SET OF TASKS
#1 According to the article on the NSW health workers' strike, how many Health Service Union members will down tools today?
#2 Quote the article on the NSW health workers' strike from "Before any further" up to and including "as per SMH.".

EXTRACT PROVIDED
==*==

Workers from across the health industry – from administration stuff to cleaners to security to paramedics – will today be standing as a united front against a lack of intervention into increasing incidents of assault and abuse while on the job. However, the state won’t be without medical support with paramedics still on the job and striking with their colleagues by refusing to bill patients.
For 4 hours today, 22,000 Health Service Union members will down tools but not before assessing all precautions “to prevent any impact on public health” says, Health Services Union NSW Secretary Gerard Hayes. “Paramedics will continue their revenue strike on the NSW government, declining to collect billing details for patients. Emergency services will not be affected.”
Earlier in the week, discussion between NSW Health and the HSU in the Industrial Relations Commission failed to come to an arrangement that would prevent industrial action. The Health Minister did offer trails of more thorough security measures at Wyong and Gosford hospitals, however Secretary Hayes described the trails as “baby steps”.
“Our strike is an unfortunate but necessary last resort. We have argued, lobbied and advocated for change for years, but our pleas continue to fall on deaf ears,” Secretary Hayes said. We are living through a hospital security crisis. Yet the Ministry of Health refuses to take anything more than baby steps.”
Before any further measures are implement to combat rising incidents of abuse, NSW Health Minister Brad Hazzard is waiting for the final results of a Government report into the matter.
Secretary Hayes stated that in New South Wales hospitals alone, there are 40 assaults on staff each month with other stats indicating an alarming increase in incidents. “In the last three years, hospital workers have been stabbed, shot, punched, bitten and abused. Hospital workers are sick of being treated as punching bags.”
The government report into violence against health care professionals will be submitted in the final quarter of this year, as per SMH.

==*==

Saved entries
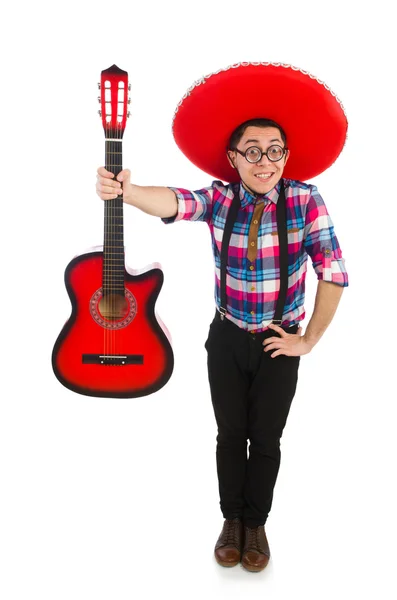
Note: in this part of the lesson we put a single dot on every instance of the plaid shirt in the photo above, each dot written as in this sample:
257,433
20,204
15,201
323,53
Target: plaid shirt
252,287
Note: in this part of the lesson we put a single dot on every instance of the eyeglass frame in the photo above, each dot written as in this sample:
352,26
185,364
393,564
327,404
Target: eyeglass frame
253,162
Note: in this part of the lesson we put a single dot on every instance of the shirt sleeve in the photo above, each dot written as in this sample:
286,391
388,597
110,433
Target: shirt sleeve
192,206
321,243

==*==

WRITTEN ANSWERS
#1 22,000 members.

#2
Before any further measures are implement to combat rising incidents of abuse, NSW Health Minister Brad Hazzard is waiting for the final results of a Government report into the matter.
Secretary Hayes stated that in New South Wales hospitals alone, there are 40 assaults on staff each month with other stats indicating an alarming increase in incidents. “In the last three years, hospital workers have been stabbed, shot, punched, bitten and abused. Hospital workers are sick of being treated as punching bags.”
The government report into violence against health care professionals will be submitted in the final quarter of this year, as per SMH.